----- PROVIDED TEXT -----

Prevention services promote health and well being of individuals, families and communities through a variety of strategies and activities. OPSP contracts for prevention services specifically designed to reduce the risks associated with substance use and abuse. While current funding is focused on services for addictive diseases and violence prevention, these services may also be effective with risk factors associated with social problems, such as crime, teen pregnancy, school failure, delinquency and economic dependence. Research confirms that interventions that reduce risk factors and increase protective factors linked to addictive diseases and related problem behaviors produce long-term positive outcomes.
Risk Factors increase the likelihood of substance abuse problems:
- Individual: rebelliousness and beginning drug use early
- Family: poor family management and parental attitudes favorable to drug use
- School: academic failure and low commitment to school
- Community: low neighborhood attachment and high community disorganization
Protective Factors buffer youth against exposure to risk:
- Individual: social skills and belief in the moral order
- Family: attachment and opportunities for prosocial involvement
- School and Community: opportunities for and rewards for prosocial involvement
Prevention is currently funded by two federal fund sources. The Substance Abuse and Mental Health Services Administration’s (SAMHSA) Center for Substance Abuse Prevention (CSAP) administers the Substance Abuse and Prevention and Treatment Block Grant (SAPTBG). The U.S. Department of Education administers the Governor’s Portion of Safe and Drug Free Schools and Communities (SDFSC) Act funds. Each fund source outlines a set of authorized activities within their respective guidelines.

-----

:: REQUIRED TASKS ::
1. From the prevention services text, list the social problems it names as having risk factors these services may also address.
2. Please reproduce the part of the prevention services text that opens with the words containing "Prevention services promote" and closes with "long-term positive outcomes.".
The rows after this are separate material, unrelated to the prevention services text.

----- RECORD SET -----

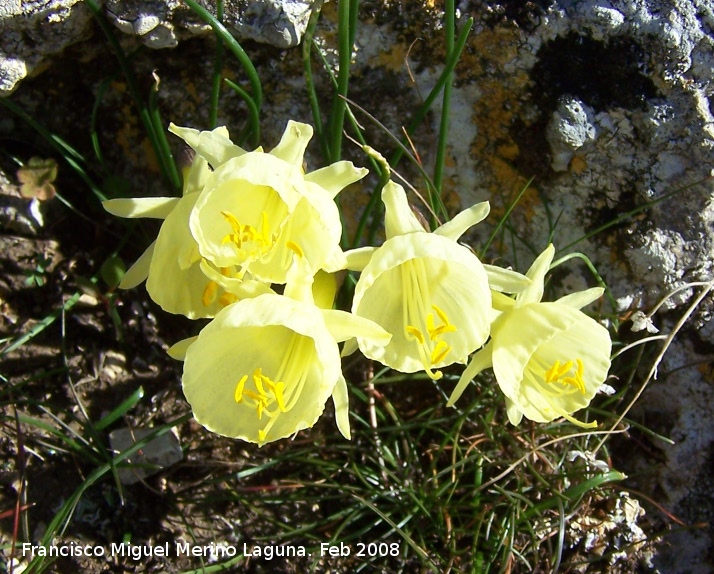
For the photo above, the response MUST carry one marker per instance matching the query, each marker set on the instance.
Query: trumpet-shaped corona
(255, 207)
(264, 367)
(429, 292)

-----

:: YOUR WRITTEN ANSWERS ::
1. crime, teen pregnancy, school failure, delinquency, economic dependence

2.
Prevention services promote health and well being of individuals, families and communities through a variety of strategies and activities. OPSP contracts for prevention services specifically designed to reduce the risks associated with substance use and abuse. While current funding is focused on services for addictive diseases and violence prevention, these services may also be effective with risk factors associated with social problems, such as crime, teen pregnancy, school failure, delinquency and economic dependence. Research confirms that interventions that reduce risk factors and increase protective factors linked to addictive diseases and related problem behaviors produce long-term positive outcomes.